(Task details) From the entries below, copy out all lines holding "person".

(The records)
--- START ---

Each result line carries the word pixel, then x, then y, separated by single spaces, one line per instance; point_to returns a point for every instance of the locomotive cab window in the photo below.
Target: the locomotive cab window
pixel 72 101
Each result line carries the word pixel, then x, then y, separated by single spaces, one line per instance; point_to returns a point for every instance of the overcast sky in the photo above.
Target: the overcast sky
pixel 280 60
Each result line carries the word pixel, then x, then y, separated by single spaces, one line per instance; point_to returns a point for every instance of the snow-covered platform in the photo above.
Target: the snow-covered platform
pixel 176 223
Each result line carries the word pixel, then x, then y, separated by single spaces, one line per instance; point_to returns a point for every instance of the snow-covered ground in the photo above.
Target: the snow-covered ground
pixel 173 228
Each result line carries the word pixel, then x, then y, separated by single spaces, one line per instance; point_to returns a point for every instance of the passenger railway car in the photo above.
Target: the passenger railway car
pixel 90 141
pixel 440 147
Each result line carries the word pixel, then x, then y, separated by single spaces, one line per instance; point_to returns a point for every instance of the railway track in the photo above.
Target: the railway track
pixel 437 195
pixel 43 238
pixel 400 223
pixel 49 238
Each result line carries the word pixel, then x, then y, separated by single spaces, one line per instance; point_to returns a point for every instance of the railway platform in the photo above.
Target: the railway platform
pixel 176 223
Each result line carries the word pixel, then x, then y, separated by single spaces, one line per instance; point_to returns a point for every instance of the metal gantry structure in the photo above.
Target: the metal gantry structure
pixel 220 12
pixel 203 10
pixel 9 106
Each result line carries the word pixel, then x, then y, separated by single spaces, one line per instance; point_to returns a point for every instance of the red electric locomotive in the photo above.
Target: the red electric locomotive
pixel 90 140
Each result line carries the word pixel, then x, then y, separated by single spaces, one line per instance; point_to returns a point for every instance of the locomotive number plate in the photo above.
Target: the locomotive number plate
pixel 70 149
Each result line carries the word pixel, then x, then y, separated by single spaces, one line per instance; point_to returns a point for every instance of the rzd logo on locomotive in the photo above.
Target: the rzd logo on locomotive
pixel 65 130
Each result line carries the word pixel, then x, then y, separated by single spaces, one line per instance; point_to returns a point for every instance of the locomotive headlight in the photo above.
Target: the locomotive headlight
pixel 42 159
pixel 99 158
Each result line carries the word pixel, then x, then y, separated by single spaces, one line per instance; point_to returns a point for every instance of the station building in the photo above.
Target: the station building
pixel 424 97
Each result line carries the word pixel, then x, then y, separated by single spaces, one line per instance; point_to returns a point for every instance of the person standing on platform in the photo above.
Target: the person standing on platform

--- END ---

(Output of the task)
Each result line carries the word pixel, then x, then y, separated by single spaces, one line per instance; point_to returns a point for every instance of the person standing on platform in the photo above.
Target: the person standing on platform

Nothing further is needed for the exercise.